When you reach the line containing "Could you point to the leafy", begin copying exactly, and keep going through the last line of the records below, copying nothing before it.

* **Source records**
————
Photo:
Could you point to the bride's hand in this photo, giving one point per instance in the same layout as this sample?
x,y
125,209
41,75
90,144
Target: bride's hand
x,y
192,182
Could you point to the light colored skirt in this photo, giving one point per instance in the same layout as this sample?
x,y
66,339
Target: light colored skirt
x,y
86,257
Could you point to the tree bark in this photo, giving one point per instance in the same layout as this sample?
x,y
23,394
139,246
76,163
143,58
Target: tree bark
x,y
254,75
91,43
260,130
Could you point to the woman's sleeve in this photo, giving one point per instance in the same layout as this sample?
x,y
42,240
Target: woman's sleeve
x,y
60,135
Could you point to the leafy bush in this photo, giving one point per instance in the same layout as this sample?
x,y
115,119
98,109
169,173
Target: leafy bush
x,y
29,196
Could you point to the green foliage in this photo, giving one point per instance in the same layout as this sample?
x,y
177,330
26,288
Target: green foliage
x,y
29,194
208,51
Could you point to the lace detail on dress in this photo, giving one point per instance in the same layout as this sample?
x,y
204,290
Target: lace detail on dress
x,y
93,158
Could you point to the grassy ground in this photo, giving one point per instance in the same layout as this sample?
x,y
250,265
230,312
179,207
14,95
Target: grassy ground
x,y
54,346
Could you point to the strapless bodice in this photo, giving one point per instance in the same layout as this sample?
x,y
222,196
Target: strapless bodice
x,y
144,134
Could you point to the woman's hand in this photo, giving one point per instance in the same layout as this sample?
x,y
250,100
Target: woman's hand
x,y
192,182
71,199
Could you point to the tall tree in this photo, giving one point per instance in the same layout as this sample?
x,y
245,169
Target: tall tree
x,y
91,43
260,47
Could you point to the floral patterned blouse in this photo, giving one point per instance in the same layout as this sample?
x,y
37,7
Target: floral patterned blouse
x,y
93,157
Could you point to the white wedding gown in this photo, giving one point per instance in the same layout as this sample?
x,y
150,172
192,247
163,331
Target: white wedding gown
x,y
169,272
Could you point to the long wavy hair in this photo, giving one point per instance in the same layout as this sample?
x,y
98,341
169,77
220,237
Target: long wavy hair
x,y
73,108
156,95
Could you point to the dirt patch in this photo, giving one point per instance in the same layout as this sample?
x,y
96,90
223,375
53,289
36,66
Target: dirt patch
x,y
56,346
————
* **Expected answer**
Could you point to the leafy bush in this photo, giving one point per instance in the same layout as this sample?
x,y
115,119
98,109
169,173
Target: leafy bush
x,y
29,196
Could you point to the green foliage in this photo, giving one point per instance in the same layout as this sample?
x,y
177,330
26,288
Target: green foliage
x,y
29,194
208,51
Could you point to the lace detail on dress in this photo, giving one point per instance in the same layout as this sample?
x,y
204,290
Target: lace detail on dress
x,y
93,158
Could you point to the grassy ground in this photo, giving one point per instance in the same layout as this sample?
x,y
250,265
230,312
179,207
14,95
Target: grassy ground
x,y
54,346
Could you point to the strapless bodice in this photo, giving one point per instance in the same layout as this sample?
x,y
222,196
Target: strapless bodice
x,y
144,134
Could you point to the woman's hand in this photo, giving one point per instance in the same layout as this sample?
x,y
250,100
Target: woman's hand
x,y
192,182
71,199
Could you point to the tall tree in this photo, giving one point per instance in the same layout as this sample?
x,y
245,169
Target: tall tree
x,y
91,43
260,47
Could you point to the floral patterned blouse in this photo, giving one point per instance in the same layout as this sample?
x,y
37,7
Target: floral patterned blouse
x,y
93,157
Could you point to the white wedding gown in this photo, giving one point per instance in the same layout as this sample?
x,y
150,172
192,247
163,331
Target: white wedding gown
x,y
169,272
Could you point to the long wavy hair in this photo, giving one point per instance in the same layout as this sample?
x,y
98,341
169,77
220,237
Target: long wavy hair
x,y
73,108
156,95
Could you point to the dirt patch in this photo, giving one point per instance in the same layout as this sample?
x,y
96,90
223,375
53,289
36,66
Target: dirt patch
x,y
56,346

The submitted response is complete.